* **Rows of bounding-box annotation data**
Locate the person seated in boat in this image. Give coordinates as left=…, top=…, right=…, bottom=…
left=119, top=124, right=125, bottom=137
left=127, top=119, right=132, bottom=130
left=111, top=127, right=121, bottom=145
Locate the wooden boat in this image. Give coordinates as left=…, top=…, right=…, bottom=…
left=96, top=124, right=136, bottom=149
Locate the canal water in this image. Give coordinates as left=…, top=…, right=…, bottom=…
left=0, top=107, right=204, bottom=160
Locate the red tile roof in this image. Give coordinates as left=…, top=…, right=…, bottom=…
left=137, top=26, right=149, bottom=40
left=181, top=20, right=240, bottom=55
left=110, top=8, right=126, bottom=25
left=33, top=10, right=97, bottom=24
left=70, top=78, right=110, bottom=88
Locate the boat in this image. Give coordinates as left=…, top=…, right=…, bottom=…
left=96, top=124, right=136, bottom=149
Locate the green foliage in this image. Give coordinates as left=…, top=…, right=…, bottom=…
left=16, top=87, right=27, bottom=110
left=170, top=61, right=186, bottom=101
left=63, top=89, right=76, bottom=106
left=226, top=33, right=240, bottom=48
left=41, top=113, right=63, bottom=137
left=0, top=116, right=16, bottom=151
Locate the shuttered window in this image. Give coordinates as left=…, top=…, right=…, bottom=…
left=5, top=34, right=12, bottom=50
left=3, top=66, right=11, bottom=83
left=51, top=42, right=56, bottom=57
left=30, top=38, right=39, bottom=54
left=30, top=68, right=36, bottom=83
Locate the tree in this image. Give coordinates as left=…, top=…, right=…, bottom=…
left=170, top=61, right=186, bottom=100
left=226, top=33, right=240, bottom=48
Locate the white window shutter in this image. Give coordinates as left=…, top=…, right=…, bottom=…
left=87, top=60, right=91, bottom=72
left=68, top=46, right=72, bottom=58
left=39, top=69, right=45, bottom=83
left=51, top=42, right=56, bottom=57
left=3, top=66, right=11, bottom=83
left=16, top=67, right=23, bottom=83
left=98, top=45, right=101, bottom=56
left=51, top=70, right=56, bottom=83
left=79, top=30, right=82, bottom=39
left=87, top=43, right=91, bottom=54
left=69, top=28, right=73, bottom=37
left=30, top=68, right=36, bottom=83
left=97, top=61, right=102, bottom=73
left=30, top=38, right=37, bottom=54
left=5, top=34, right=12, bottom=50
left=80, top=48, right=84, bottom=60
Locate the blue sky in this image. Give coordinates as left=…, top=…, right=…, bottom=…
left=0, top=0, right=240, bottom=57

* **BRIEF**
Reproduce the listing verbatim, starting at the line that contains "Locate the shuttered" and continuing through the final line of the listing, both ends included.

* **SOLUTION**
Locate the shuttered window in this image. Give coordinates as left=…, top=…, right=…, bottom=…
left=5, top=34, right=12, bottom=50
left=3, top=66, right=11, bottom=83
left=51, top=42, right=56, bottom=57
left=30, top=38, right=39, bottom=54
left=30, top=68, right=36, bottom=83
Locate the tree in this image. Give coordinates as left=…, top=…, right=…, bottom=…
left=170, top=61, right=186, bottom=100
left=226, top=33, right=240, bottom=48
Locate the white window shutter in this image. Give coordinates as left=…, top=…, right=…, bottom=…
left=87, top=60, right=91, bottom=72
left=68, top=46, right=72, bottom=58
left=39, top=69, right=45, bottom=83
left=51, top=42, right=56, bottom=57
left=3, top=66, right=11, bottom=83
left=16, top=67, right=23, bottom=83
left=98, top=45, right=101, bottom=56
left=51, top=70, right=56, bottom=83
left=79, top=30, right=82, bottom=39
left=87, top=43, right=91, bottom=54
left=69, top=28, right=73, bottom=37
left=30, top=68, right=36, bottom=83
left=97, top=61, right=102, bottom=73
left=30, top=38, right=37, bottom=54
left=5, top=34, right=12, bottom=50
left=80, top=48, right=84, bottom=60
Locate the blue sky in this image. Give coordinates as left=…, top=…, right=…, bottom=…
left=0, top=0, right=240, bottom=57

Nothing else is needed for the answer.